**DO THIS**: Lines from the one containing "Find the fog" through the last line of the data are to be repeated word for word, both ends included.

**ROWS**:
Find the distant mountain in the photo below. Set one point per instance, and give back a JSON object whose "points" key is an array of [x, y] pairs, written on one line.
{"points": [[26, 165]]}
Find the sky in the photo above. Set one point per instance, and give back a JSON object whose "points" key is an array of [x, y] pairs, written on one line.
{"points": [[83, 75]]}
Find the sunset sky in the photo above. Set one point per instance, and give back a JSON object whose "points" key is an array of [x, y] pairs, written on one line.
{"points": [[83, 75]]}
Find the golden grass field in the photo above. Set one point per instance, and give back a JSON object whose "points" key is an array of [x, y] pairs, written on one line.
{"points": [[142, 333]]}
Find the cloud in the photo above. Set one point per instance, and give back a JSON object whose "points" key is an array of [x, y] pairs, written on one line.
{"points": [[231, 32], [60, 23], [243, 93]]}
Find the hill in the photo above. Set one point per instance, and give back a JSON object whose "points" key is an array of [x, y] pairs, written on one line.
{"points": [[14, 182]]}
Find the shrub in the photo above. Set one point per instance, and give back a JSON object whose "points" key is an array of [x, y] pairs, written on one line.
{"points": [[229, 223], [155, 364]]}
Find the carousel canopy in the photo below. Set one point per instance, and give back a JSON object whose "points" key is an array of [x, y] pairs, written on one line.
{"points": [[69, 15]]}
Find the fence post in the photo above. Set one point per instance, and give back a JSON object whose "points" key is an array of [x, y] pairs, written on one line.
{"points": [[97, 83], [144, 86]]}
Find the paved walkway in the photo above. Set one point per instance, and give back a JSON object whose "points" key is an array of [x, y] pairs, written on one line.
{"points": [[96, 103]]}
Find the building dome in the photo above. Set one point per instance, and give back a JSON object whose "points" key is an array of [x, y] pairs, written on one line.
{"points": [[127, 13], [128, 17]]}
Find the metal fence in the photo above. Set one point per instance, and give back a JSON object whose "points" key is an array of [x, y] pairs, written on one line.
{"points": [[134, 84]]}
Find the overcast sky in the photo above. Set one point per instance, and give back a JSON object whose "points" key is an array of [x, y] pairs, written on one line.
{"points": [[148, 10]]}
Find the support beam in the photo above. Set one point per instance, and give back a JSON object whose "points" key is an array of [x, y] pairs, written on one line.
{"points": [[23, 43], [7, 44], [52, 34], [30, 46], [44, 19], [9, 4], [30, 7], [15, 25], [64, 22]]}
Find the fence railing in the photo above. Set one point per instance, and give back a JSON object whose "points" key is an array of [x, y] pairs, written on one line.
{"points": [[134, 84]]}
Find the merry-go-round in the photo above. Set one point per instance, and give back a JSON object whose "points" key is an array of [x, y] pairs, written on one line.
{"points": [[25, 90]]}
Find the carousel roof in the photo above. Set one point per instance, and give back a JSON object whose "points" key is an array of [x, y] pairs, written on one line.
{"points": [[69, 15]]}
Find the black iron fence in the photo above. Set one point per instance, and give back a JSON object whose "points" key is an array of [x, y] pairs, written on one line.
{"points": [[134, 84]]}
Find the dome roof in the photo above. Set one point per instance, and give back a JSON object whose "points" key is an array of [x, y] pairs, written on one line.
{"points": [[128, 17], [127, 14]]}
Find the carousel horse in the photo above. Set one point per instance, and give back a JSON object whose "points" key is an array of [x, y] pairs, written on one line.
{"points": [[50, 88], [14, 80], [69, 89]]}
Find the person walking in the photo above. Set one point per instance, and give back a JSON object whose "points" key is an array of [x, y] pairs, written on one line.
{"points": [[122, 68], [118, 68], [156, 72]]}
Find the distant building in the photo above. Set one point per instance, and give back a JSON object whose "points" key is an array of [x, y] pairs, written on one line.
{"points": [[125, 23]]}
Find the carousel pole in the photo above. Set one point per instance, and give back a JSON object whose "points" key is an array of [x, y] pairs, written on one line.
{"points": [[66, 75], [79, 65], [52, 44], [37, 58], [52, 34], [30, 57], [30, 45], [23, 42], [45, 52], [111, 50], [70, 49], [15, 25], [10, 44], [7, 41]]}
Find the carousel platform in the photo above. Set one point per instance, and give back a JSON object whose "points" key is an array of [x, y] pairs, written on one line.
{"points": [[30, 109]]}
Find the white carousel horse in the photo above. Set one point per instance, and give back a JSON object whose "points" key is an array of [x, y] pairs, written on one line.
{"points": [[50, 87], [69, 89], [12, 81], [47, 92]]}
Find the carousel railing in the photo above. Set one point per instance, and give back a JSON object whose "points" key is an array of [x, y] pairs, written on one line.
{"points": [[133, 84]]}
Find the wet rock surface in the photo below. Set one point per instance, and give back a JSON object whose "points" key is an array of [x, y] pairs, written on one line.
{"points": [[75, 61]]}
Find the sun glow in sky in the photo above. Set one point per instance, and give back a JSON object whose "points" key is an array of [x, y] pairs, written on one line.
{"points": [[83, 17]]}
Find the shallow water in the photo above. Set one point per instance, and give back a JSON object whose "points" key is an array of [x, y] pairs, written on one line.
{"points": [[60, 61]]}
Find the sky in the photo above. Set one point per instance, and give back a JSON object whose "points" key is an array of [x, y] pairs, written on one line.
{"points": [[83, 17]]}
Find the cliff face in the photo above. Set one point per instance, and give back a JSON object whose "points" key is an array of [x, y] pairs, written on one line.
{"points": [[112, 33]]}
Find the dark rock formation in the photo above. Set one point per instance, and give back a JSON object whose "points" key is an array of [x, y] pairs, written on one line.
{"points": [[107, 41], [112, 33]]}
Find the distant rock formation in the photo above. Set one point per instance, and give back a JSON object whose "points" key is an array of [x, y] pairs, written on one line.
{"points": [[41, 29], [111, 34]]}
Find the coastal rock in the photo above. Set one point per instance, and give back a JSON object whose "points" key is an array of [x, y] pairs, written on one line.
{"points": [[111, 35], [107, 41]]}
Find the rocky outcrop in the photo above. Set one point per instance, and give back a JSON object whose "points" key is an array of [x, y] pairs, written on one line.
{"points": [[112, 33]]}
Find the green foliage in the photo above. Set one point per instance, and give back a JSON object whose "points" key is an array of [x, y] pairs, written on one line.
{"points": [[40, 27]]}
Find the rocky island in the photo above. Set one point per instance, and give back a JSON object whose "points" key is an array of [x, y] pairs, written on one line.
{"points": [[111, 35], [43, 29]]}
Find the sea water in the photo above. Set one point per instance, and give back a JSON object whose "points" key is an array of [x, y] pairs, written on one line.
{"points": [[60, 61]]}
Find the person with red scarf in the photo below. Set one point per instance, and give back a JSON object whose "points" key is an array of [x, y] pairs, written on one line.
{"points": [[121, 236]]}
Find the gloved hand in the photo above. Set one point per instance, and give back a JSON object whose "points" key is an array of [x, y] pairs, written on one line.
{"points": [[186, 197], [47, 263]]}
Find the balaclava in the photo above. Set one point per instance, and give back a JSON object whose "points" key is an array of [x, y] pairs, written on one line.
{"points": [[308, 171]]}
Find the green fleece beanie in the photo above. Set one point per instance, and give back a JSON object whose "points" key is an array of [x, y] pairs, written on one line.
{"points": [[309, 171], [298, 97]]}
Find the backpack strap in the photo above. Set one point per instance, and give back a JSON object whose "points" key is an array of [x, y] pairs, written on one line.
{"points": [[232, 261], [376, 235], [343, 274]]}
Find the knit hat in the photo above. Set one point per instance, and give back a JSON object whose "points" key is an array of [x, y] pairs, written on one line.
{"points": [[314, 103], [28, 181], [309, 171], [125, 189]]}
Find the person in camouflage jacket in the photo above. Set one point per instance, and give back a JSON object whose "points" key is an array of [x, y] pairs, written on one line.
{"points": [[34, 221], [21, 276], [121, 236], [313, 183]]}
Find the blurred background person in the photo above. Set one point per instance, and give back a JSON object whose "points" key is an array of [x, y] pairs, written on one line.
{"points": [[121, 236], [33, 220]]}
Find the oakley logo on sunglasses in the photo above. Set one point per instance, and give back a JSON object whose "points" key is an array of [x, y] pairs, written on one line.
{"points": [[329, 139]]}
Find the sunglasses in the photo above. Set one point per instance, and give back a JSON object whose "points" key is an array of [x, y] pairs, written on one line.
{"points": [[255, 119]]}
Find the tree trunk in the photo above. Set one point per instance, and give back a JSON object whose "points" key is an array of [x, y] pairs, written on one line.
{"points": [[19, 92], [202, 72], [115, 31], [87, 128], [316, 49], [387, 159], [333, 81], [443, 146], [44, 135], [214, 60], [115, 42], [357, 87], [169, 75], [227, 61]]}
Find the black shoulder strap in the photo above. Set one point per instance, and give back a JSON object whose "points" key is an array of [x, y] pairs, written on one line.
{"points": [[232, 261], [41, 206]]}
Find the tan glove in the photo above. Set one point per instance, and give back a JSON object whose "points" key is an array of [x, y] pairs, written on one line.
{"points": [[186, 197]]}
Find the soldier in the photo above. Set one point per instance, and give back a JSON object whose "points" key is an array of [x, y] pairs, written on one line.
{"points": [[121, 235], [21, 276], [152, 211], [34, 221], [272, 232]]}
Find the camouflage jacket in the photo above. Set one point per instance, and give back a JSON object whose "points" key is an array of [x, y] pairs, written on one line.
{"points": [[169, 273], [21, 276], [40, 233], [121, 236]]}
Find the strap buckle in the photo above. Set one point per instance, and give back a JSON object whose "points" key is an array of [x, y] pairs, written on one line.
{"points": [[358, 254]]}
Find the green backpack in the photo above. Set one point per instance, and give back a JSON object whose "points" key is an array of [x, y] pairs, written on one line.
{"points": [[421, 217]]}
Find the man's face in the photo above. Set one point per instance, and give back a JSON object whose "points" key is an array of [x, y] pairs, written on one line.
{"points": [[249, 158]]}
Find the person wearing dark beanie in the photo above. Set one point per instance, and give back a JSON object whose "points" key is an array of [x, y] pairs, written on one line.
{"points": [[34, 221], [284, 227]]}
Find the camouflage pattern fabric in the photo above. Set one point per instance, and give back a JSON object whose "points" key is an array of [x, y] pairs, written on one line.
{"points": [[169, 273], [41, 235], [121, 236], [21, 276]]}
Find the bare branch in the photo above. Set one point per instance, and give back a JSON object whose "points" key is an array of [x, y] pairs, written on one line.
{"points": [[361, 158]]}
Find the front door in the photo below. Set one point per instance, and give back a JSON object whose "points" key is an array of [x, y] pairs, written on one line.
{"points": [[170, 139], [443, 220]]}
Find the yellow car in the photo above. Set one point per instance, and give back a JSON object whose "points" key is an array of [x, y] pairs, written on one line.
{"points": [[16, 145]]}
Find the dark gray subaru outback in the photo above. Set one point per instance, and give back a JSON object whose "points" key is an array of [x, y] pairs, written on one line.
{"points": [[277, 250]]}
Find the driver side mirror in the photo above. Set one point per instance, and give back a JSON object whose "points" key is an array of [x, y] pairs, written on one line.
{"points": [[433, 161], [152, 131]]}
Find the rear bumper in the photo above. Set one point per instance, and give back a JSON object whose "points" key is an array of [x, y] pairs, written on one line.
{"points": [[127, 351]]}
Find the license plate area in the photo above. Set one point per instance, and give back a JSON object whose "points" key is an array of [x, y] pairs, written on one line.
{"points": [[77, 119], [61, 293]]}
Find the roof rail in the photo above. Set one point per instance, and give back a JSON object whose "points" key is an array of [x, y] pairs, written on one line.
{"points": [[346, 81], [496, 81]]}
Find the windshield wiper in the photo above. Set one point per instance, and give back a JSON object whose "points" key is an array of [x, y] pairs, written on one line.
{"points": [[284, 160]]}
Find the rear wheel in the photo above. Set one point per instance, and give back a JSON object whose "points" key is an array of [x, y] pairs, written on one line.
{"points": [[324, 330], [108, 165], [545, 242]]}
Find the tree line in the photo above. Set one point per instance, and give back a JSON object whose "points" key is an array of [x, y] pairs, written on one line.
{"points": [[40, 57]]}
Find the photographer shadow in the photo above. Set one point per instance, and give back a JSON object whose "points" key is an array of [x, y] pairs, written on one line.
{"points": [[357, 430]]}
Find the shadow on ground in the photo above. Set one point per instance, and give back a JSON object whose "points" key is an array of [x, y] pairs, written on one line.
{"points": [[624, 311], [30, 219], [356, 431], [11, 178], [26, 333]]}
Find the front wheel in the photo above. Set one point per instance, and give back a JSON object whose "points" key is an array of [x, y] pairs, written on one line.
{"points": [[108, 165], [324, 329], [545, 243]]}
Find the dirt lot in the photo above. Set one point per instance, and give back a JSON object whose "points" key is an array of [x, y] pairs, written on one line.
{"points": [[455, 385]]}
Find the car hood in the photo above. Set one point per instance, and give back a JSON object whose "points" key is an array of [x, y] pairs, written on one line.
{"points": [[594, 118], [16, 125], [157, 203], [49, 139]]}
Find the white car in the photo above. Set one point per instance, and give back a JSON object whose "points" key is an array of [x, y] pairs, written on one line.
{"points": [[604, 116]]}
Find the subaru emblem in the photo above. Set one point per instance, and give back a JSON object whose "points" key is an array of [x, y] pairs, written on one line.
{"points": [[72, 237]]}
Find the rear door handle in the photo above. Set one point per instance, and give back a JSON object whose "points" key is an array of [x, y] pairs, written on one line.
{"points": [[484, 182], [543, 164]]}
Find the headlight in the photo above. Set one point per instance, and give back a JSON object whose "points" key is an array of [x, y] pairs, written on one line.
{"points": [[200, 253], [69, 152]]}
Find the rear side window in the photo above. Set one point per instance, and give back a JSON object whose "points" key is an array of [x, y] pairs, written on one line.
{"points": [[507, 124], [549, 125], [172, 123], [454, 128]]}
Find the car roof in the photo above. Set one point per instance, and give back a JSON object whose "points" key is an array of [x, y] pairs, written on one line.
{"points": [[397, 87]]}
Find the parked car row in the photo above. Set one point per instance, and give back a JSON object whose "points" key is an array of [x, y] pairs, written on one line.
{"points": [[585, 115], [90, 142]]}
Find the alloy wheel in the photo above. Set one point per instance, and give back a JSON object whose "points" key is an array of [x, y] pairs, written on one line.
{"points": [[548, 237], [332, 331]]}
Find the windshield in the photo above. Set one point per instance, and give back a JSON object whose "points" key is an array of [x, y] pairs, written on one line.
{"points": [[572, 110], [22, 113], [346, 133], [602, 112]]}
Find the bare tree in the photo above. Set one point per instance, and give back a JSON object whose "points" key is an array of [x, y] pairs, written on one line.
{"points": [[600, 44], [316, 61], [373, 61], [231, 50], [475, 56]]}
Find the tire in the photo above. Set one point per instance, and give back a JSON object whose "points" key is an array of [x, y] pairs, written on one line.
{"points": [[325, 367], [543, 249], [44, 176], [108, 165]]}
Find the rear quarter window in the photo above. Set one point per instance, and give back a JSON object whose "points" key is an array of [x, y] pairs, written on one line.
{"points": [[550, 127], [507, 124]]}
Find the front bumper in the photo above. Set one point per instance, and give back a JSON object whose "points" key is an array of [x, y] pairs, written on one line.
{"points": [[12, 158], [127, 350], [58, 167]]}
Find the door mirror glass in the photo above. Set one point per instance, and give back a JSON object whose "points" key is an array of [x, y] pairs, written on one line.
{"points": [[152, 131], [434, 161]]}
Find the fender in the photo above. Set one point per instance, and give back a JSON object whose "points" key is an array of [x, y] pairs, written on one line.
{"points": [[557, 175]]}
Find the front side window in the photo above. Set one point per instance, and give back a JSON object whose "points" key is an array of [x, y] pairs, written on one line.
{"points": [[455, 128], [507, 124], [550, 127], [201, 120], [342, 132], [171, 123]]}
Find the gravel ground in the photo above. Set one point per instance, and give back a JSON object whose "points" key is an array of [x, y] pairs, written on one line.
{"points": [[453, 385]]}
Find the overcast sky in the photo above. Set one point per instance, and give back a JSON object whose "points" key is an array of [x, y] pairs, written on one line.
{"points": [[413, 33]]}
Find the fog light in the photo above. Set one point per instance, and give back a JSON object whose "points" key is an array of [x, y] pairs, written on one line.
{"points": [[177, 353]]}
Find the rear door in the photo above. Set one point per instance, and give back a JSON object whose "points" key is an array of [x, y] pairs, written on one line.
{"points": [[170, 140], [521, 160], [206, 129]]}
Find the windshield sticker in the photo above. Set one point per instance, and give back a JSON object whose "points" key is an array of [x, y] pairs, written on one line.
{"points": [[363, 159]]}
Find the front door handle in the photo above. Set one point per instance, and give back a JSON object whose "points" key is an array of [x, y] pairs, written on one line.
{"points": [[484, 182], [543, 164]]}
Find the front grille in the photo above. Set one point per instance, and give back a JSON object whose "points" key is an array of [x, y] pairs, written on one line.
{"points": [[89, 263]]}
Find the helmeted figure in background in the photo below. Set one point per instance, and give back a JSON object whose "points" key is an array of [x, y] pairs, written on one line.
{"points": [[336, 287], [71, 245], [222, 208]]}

**SOLVED EXERCISE**:
Find the fog light in the photo above. Set one point per instance, and give back a JSON object whose "points" key is an array of [x, y] pairs, written on one line.
{"points": [[177, 353]]}
Find the rear door in the photo above. Set one point per instance, and give back a JSON object whose "points" key is an array of [x, y] pairs, written on one line.
{"points": [[170, 140], [521, 160], [206, 129]]}
Find the windshield sticker in the photo above. Set one point per instance, and give back a JSON object whose "points" key is an array of [x, y] pairs, written on one line.
{"points": [[363, 159]]}
Find the front door handle in the photo above. Set one point per instance, and give back a JSON object whose "points" key is an array of [x, y] pairs, written on one line.
{"points": [[484, 182], [543, 164]]}
Find the front grille in the photo above. Set one point per instance, and give back a JSON object whose "points" key is an array of [x, y] pairs, written on one line.
{"points": [[89, 263]]}
Find the helmeted figure in background in the photo below. Set one point per instance, and give back a JSON object whose "points" key is an array of [x, y] pairs, written on one line.
{"points": [[336, 287], [71, 245], [222, 208]]}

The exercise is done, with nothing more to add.